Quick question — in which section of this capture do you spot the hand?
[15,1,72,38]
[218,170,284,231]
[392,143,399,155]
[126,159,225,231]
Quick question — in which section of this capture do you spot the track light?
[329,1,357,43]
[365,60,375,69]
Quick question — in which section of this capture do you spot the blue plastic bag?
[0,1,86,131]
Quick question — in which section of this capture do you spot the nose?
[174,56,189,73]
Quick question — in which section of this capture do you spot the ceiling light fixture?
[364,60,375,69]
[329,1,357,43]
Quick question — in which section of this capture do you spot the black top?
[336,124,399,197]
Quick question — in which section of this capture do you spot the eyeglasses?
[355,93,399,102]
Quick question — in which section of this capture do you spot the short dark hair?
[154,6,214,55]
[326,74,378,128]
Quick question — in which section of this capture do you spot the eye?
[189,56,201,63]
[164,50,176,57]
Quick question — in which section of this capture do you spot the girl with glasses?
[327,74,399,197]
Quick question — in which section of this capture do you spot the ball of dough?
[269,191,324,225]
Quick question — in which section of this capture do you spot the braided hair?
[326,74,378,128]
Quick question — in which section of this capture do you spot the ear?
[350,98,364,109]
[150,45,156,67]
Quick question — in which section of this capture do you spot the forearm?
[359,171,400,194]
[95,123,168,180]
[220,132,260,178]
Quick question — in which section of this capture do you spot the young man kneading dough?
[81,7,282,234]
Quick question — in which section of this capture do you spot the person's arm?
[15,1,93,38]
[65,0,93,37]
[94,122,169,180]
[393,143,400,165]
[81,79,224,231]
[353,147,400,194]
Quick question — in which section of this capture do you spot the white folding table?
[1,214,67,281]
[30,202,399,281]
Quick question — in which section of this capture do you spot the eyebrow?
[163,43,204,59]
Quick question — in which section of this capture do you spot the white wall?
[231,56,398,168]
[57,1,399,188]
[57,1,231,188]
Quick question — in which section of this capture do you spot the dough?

▬▬▬▬▬▬▬▬▬▬

■ **Instructions to follow**
Copy the listing from its first line through the line containing "[336,124,399,197]", swapping "ceiling light fixture" for "overhead lamp" and leaving everything else unchanged.

■ **Completed exercise**
Quick question — in which section of this capture do you spot the hand?
[15,1,72,38]
[218,170,284,231]
[392,143,399,155]
[126,159,225,231]
Quick question — in which section of this capture do you spot the track light?
[329,1,357,43]
[365,60,375,69]
Quick question — in which section of this capture do you spot the blue plastic bag?
[0,1,86,131]
Quick question — in which section of this capture do you spot the nose?
[174,56,189,73]
Quick question — in which section of this capture do you spot the overhead lamp?
[364,60,375,69]
[329,1,357,43]
Quick question — in which section of this capture do you spot the black top?
[336,124,399,197]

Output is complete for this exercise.